_Work item_
Repeat the data that follows verbatim. Images are not part of the copy.

(Point localization data)
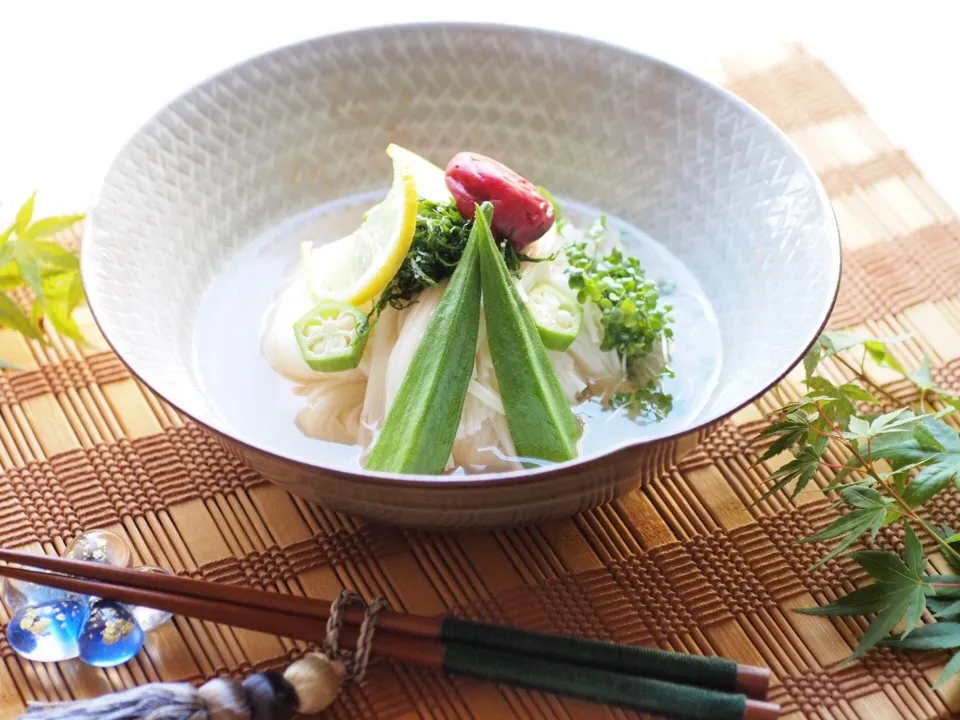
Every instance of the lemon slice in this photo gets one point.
(430, 180)
(356, 268)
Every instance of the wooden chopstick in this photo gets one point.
(415, 625)
(304, 618)
(389, 644)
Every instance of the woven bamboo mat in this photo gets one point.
(687, 563)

_Finished exercise_
Every instance of the lemon slice in this photo gets one point.
(430, 180)
(356, 268)
Every instance of the wooden chopstick in this photo gets one point.
(415, 625)
(304, 618)
(389, 644)
Every instance of the woven bamboo mat in this photo gets one point.
(687, 563)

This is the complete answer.